» **WRITTEN PROBLEM**
How many lines in the rows below contain the string "white"? Upper and lower case must match. Reply with the number alone.

(Pointing dataset excerpts)
——————————

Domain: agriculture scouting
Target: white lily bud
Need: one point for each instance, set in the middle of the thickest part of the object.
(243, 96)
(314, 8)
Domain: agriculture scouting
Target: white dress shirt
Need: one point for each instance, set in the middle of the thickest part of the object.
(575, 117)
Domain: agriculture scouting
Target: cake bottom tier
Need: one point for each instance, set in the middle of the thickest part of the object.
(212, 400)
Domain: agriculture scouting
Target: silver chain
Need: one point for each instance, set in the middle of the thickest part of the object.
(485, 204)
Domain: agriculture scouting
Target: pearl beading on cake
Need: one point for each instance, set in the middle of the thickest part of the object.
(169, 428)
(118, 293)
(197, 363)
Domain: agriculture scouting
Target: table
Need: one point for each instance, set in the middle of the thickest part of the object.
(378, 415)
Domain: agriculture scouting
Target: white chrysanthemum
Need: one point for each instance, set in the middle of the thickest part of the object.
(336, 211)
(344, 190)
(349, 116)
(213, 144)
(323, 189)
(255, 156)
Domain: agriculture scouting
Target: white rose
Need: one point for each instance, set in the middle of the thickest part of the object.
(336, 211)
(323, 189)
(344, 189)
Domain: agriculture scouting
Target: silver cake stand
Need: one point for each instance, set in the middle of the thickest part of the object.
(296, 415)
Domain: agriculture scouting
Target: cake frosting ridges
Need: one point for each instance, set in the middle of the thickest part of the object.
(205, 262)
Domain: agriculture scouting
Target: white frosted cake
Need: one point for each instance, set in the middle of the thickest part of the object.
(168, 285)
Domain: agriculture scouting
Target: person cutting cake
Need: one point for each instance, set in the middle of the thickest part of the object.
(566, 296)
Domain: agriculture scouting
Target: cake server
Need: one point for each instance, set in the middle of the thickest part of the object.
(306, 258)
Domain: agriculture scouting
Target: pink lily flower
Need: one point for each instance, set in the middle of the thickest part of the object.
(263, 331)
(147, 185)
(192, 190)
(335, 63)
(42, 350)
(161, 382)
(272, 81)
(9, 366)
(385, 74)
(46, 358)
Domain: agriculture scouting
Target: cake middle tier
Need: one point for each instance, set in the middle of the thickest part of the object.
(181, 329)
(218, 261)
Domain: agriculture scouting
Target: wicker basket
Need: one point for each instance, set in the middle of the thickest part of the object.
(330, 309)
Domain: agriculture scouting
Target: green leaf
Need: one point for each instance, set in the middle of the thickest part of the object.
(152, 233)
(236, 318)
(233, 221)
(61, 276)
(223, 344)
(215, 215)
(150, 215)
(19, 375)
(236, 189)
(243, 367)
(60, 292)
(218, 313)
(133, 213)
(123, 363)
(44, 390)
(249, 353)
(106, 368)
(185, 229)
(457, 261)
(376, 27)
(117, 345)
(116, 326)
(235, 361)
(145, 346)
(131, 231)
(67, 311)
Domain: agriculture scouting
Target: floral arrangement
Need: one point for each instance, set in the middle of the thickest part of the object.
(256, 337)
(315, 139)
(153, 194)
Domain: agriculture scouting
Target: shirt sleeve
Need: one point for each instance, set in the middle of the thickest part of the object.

——————————

» **THE OUTPUT**
5